## Excerpted records:

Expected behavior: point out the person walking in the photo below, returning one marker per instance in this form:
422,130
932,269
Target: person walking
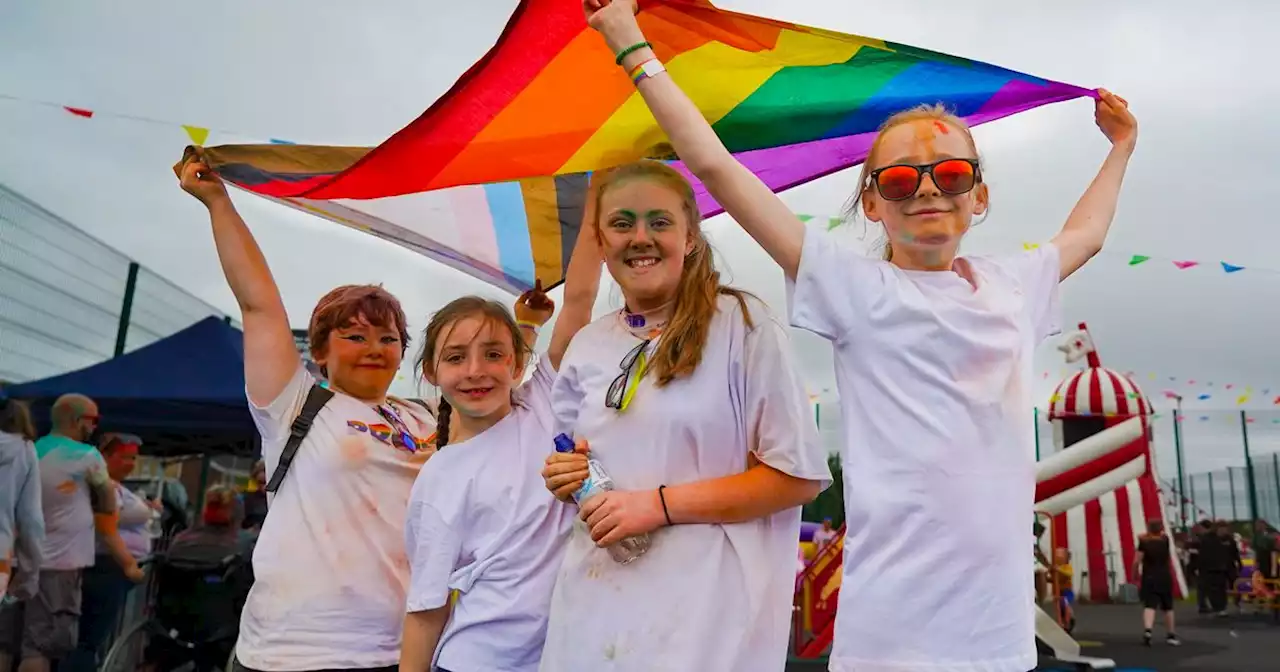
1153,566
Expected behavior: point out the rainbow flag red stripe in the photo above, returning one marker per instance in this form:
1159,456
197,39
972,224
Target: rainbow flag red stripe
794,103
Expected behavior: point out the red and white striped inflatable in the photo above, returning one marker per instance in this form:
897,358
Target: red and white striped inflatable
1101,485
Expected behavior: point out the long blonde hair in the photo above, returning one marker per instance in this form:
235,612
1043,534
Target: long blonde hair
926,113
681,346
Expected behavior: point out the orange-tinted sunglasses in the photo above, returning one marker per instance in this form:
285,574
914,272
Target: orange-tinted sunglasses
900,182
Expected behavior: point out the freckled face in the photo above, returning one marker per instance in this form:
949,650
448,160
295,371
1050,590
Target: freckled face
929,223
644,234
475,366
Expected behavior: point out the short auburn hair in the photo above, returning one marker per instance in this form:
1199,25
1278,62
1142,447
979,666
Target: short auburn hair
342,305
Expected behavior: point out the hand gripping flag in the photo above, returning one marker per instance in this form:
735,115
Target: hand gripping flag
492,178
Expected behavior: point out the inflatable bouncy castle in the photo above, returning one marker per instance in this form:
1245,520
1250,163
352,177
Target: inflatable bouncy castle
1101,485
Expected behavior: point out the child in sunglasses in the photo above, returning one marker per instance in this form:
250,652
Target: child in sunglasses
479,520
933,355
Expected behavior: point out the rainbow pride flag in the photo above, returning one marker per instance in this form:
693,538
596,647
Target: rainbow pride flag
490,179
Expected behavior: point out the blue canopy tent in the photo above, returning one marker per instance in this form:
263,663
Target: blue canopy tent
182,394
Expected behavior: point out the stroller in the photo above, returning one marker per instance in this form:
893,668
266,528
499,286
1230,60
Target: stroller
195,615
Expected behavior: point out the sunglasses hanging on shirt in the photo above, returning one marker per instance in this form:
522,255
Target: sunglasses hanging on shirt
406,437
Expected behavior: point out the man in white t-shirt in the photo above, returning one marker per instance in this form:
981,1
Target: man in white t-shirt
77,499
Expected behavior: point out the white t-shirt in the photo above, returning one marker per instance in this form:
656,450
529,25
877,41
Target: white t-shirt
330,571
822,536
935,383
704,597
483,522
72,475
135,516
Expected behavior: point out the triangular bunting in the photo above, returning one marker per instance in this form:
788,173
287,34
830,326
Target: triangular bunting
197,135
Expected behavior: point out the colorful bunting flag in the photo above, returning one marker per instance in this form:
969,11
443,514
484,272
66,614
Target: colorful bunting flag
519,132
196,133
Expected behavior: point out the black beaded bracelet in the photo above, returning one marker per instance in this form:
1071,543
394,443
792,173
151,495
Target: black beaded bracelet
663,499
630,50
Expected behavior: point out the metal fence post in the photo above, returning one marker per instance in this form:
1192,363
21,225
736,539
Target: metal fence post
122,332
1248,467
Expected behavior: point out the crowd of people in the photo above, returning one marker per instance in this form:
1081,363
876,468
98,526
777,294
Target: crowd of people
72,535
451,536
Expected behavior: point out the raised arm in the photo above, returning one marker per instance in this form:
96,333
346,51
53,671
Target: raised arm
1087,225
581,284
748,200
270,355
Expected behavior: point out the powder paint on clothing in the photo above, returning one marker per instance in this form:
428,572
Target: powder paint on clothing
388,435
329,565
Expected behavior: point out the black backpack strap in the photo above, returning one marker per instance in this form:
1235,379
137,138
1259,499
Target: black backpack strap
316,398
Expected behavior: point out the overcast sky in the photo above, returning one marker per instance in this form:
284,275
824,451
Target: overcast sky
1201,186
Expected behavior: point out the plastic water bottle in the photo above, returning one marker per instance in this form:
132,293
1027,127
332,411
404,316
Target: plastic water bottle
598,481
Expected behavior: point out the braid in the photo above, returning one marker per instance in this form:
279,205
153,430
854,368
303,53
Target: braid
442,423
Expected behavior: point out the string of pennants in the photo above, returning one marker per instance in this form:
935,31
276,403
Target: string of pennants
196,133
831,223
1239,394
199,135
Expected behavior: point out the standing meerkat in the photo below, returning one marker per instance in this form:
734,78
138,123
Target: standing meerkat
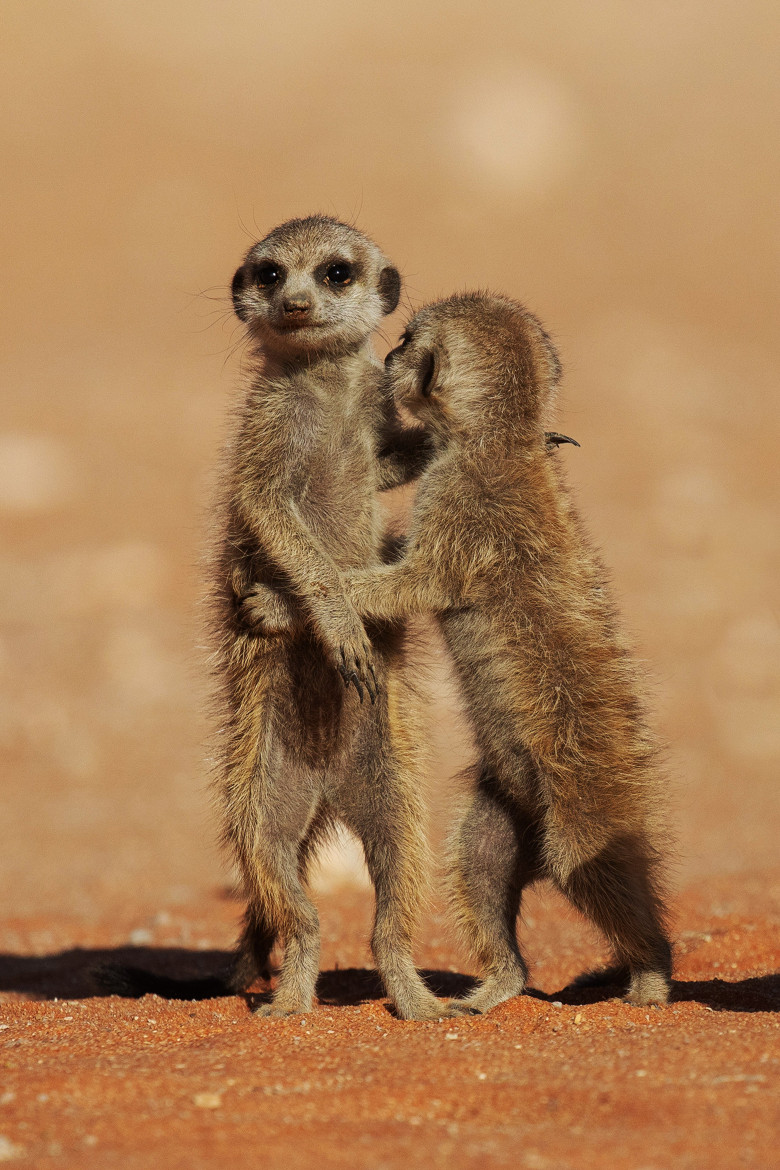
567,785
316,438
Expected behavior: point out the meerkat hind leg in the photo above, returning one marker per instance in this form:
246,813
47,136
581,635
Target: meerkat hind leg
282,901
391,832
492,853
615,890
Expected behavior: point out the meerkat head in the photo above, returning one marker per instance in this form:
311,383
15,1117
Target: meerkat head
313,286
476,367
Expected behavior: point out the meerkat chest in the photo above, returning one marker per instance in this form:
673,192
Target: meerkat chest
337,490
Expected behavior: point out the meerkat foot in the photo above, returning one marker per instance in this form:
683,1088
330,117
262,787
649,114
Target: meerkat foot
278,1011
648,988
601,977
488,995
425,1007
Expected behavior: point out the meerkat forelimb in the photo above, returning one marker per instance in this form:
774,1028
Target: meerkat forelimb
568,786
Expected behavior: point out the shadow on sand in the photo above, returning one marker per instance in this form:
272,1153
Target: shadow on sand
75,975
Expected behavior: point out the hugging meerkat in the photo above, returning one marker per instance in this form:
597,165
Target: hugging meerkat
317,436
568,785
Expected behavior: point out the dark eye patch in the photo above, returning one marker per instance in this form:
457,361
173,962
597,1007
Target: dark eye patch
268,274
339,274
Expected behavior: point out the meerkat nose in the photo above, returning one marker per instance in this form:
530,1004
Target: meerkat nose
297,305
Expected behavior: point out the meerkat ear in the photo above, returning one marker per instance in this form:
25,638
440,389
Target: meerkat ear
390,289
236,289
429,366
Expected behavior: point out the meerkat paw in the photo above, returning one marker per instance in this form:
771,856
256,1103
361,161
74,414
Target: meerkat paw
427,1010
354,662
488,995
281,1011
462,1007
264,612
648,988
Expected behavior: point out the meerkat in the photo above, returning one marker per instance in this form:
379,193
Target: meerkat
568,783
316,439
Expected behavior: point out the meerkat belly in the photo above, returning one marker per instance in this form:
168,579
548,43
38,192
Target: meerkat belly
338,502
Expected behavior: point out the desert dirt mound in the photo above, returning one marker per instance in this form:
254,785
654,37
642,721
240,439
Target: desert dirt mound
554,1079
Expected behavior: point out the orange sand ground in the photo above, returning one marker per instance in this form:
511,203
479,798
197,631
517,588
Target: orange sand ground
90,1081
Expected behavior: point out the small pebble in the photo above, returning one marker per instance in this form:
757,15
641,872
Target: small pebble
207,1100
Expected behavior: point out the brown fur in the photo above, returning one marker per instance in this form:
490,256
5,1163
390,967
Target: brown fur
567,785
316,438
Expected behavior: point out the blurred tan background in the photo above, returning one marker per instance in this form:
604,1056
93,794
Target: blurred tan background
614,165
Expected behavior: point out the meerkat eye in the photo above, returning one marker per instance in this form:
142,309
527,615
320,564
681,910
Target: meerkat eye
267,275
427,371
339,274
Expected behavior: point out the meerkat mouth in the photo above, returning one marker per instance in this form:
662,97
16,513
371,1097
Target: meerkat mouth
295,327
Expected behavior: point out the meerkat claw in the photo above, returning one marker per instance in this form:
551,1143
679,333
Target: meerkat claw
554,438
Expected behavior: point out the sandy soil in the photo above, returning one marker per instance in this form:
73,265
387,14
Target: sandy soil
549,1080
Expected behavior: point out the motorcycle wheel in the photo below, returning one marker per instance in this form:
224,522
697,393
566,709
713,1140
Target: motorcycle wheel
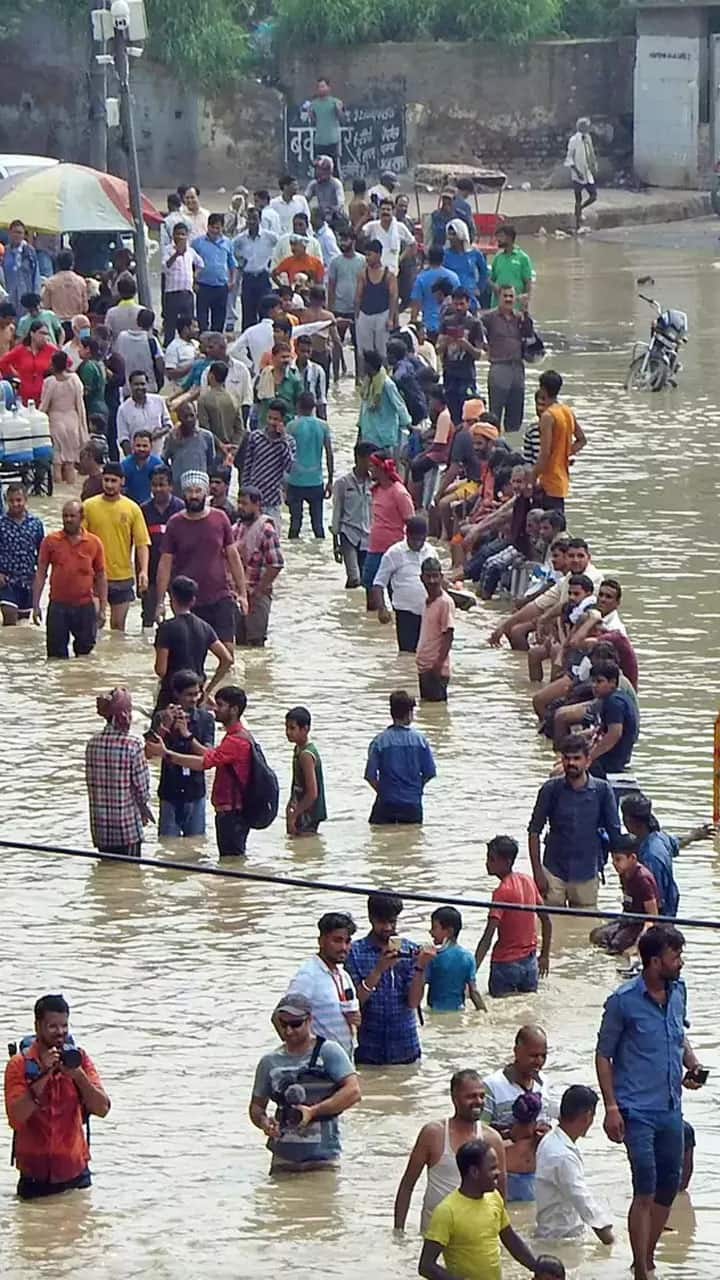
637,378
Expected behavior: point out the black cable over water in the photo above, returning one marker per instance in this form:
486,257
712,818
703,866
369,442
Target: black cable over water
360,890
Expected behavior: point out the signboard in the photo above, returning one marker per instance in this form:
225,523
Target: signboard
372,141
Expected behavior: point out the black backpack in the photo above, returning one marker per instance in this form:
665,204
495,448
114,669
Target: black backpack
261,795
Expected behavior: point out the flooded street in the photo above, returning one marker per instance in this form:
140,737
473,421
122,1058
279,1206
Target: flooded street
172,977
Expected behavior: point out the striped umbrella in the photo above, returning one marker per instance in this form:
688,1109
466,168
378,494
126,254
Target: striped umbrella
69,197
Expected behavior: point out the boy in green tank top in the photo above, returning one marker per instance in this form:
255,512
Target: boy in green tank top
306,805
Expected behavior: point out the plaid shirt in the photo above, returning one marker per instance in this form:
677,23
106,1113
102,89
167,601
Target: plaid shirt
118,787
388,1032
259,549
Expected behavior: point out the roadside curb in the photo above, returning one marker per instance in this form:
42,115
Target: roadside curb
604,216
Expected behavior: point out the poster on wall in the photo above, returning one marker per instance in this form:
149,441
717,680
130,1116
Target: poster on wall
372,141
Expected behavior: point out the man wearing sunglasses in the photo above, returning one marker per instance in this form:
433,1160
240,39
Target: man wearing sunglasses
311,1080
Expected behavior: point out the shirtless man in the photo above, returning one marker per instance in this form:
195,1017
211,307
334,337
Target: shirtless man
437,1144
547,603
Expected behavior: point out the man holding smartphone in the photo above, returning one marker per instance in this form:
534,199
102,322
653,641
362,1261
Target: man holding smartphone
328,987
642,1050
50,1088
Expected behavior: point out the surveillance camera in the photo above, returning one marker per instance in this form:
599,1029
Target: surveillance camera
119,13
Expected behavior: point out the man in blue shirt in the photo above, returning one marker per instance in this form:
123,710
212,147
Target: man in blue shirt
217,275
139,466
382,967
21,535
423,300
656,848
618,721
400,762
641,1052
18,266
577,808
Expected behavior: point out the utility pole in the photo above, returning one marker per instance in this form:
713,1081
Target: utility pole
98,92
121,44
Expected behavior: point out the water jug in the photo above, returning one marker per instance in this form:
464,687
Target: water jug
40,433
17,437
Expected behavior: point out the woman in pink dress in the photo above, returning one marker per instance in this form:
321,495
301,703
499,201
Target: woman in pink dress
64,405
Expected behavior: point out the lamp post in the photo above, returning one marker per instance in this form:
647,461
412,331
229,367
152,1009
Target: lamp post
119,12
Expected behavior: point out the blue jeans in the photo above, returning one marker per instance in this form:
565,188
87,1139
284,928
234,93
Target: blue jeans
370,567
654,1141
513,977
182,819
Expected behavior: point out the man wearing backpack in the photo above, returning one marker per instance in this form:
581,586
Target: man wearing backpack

## Work to be completed:
Select all lines in the listing above where the word "below" appears, and show them.

## Result of the task:
Expected behavior: point out the person walking in the photo below, returning one marker per instance in this form:
Expected behavior: point out the standing meerkat in the photo below, returning one marker per instance in this form:
Expected behavior: point out the motorcycle wheel in the photo below, returning one marker per instance in this form:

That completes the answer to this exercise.